# Page excerpt start

The control tower had cleared the wide-body passenger jet for final approach, and the flight crew prepared for a routine landing at Chicago’s O’Hare International Airport. The aircraft descended gently toward Earth: 1,000 feet, 500 feet, 100 feet. Then the pilots saw the other plane.
“The jet looked very large and was exactly in the center of the runway,” a flight crew member later wrote.
The landing plane’s first officer quickly pulled back on the controls to abort the landing, accelerating and climbing simultaneously. The plane circled the airport once more before approaching again. This time, it landed uneventfully.
The flight crew, however, was shaken.
“What if we floated, landed long, had brake issues?” a crew member wrote. “What do the passengers think on the right side of the aircraft as they see another large aircraft barreling towards them? … None of us has ever seen another aircraft cross an active runway while a landing aircraft is in the flare or rolling down the runway.”
If this was part of a new traffic pattern at O’Hare, the crew member wrote, “I think it is trouble waiting to happen.”
1,500 ‘critical’ incidents in 2024
According to a Straight Arrow News analysis of federal data, this was one of more than 1,500 serious incidents involving U.S. passenger planes in 2024. The analysis shows that recent episodes involving communications outages and near-misses on airport runways are surprisingly common, raising questions about the overall safety of the U.S. air travel system.

# Page excerpt end
# Record set start

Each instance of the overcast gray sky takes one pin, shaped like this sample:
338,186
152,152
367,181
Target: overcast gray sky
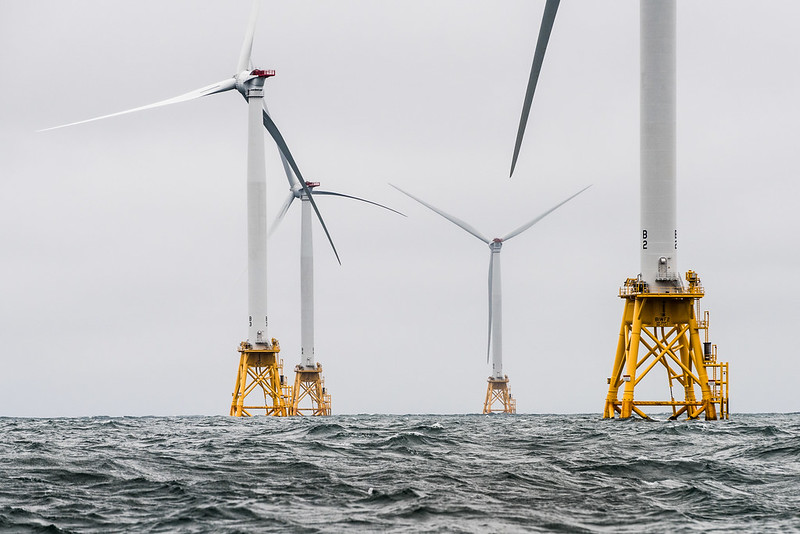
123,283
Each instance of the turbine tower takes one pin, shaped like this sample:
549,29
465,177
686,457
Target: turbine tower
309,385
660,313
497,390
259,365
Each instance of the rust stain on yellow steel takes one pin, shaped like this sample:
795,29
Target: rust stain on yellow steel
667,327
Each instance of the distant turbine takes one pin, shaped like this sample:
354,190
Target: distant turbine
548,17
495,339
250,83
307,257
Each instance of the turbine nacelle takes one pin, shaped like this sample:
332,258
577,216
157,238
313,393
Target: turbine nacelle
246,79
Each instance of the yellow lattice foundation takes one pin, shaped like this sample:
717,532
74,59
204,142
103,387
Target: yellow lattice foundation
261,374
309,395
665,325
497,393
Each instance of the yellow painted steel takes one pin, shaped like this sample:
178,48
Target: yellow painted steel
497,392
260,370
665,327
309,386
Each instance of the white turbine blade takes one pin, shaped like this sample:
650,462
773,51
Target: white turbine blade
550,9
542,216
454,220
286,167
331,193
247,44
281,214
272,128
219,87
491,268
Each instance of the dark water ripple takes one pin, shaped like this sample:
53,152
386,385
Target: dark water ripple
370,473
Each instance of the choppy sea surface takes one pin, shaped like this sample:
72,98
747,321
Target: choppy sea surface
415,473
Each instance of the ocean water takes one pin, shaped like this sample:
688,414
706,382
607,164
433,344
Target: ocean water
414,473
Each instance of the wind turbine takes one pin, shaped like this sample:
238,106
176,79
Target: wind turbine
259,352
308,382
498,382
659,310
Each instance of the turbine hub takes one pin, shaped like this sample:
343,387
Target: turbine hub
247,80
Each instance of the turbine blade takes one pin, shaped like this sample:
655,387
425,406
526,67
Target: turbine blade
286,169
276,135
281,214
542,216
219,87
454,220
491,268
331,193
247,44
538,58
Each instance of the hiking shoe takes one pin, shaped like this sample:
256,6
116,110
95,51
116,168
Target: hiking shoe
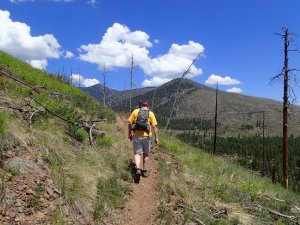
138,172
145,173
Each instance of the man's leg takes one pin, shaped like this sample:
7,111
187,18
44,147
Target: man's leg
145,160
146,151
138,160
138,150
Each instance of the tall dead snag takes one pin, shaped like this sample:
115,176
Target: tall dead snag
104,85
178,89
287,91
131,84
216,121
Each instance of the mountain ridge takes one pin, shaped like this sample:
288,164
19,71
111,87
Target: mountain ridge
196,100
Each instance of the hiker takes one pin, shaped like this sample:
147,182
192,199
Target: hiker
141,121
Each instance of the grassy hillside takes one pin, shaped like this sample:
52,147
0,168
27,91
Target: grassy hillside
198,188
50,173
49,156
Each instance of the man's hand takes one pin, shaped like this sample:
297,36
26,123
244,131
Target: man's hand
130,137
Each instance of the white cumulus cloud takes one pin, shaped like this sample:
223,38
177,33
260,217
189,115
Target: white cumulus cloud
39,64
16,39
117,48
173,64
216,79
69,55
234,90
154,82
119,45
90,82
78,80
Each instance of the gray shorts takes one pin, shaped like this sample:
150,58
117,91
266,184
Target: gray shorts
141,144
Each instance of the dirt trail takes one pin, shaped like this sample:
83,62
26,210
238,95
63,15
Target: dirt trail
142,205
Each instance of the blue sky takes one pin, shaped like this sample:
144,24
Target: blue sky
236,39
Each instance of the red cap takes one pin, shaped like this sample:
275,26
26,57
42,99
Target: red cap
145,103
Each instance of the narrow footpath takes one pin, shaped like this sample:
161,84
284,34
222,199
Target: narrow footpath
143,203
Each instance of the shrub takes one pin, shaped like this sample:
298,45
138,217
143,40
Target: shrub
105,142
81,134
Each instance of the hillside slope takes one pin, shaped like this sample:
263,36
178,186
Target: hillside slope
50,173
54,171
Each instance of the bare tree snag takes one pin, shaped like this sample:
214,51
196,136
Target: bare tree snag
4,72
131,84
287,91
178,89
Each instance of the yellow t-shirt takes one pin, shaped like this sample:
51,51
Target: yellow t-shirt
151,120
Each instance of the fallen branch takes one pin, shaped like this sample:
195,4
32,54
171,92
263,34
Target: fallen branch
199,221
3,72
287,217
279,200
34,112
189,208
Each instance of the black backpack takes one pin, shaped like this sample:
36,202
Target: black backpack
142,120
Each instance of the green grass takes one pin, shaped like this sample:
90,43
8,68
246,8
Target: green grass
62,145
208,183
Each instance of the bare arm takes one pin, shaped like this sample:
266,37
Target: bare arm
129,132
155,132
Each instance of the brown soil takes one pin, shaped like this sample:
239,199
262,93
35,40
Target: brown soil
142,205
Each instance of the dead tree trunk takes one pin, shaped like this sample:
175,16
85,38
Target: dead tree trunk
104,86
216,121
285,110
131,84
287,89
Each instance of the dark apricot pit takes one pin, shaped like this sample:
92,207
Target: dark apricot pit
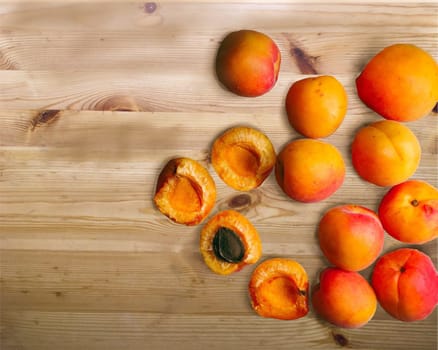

# Record set end

**Exercise instructions**.
1. Write out, word for word, the passage of the O'Hare runway article that runs from "1,500 ‘critical’ incidents" to "air travel system.".
2. Continue the O'Hare runway article, beginning after its final sentence.

**Responses in order**.
1.
1,500 ‘critical’ incidents in 2024
According to a Straight Arrow News analysis of federal data, this was one of more than 1,500 serious incidents involving U.S. passenger planes in 2024. The analysis shows that recent episodes involving communications outages and near-misses on airport runways are surprisingly common, raising questions about the overall safety of the U.S. air travel system.

2.
The data comes from the Aviation Safety Reporting System, maintained by NASA. Calling itself “the world’s largest repository of voluntary, confidential safety information,” the system accepts reports from pilots, air traffic controllers, flight attendants, ground crews, mechanics and others.
SAN analyzed only incidents that NASA reviewers deemed “critical” and only those in which at least one of the planes involved was a commercial aircraft, more than four a day, on average. Almost 4,000 additional incidents involving private aircraft also appear in the database.
The reports cover a wide range of issues, such as mid-flight mechanical problems, planes nearly bumping into each other as they jockey for position near crowded airport gates, and near-collisions like the one in Chicago.
Many details are redacted from the publicly available version of the database: the names of airlines and aircraft manufacturers, the number of passengers on board and, in many cases, the airports where incidents occurred.
However, a narrative account details each incident, often showing that quick action by pilots and air traffic controllers — not to mention good luck — prevented situations that could have resulted in mass casualties.
Avoiding accidents with seconds to spare
In January 2024, a passenger jet was preparing to take off from Honolulu International Airport when the pilot stopped short of a runway he had been cleared to cross. A moment later, according to a crew member, another plane passed by as it was about to touch down on the same runway.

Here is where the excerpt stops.